= Exercise description =
Your answer must contain only the lines from the one containing "Can you spot the horse" through the end of the entries below, reproduced character for character.

Source data:
----

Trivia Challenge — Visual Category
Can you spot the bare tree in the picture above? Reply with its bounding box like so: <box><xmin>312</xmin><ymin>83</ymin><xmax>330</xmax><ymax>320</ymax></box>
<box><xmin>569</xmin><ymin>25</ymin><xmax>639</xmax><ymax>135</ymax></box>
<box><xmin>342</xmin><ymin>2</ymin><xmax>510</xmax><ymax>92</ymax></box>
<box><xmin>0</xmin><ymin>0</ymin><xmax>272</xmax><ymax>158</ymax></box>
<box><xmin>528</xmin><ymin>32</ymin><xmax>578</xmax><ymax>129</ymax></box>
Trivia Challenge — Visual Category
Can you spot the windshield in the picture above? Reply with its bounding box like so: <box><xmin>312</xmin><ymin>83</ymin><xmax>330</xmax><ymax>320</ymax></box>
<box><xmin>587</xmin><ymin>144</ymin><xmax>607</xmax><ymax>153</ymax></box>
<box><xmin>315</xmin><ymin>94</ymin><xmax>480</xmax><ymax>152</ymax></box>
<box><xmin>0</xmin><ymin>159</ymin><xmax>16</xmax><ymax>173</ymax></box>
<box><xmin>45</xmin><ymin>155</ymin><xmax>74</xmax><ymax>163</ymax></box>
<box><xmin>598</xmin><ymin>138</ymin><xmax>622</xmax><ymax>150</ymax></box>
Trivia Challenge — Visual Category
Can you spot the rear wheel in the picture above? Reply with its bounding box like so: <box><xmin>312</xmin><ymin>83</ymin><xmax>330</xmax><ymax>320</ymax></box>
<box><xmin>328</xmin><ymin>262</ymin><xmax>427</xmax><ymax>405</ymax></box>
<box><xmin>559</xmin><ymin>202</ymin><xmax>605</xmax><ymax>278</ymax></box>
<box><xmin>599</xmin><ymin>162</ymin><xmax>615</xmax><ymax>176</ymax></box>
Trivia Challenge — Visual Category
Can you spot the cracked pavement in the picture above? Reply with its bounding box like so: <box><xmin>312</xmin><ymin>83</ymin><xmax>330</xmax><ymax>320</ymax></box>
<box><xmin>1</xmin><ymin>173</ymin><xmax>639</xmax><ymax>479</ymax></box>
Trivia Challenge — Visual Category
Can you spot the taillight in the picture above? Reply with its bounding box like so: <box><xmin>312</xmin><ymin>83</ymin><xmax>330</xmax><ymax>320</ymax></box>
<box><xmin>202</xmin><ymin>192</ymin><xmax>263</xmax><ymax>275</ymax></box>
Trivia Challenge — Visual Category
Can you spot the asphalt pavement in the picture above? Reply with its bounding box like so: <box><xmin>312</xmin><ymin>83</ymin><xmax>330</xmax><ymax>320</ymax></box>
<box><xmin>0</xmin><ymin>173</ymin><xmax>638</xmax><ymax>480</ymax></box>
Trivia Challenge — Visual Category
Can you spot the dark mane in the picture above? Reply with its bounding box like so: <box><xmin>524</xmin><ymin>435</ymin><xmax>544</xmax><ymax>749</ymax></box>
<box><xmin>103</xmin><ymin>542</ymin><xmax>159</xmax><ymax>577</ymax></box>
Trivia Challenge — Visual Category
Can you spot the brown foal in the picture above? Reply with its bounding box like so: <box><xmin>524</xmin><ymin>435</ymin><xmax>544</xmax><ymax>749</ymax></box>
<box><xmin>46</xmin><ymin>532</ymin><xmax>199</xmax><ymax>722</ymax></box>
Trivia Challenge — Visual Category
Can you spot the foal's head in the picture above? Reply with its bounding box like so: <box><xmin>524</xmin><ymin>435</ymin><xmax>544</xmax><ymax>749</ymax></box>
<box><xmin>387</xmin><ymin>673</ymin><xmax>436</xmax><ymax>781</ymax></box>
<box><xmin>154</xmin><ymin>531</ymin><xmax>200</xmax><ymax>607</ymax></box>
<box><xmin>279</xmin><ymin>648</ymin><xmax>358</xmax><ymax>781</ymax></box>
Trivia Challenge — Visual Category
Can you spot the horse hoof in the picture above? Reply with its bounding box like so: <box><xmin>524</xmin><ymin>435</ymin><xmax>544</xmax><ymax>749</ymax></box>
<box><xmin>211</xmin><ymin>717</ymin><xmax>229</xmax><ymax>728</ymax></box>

----

= Result of this task =
Can you spot the horse hoof in the picture above? Reply with its bounding box like so: <box><xmin>524</xmin><ymin>435</ymin><xmax>544</xmax><ymax>749</ymax></box>
<box><xmin>211</xmin><ymin>717</ymin><xmax>229</xmax><ymax>728</ymax></box>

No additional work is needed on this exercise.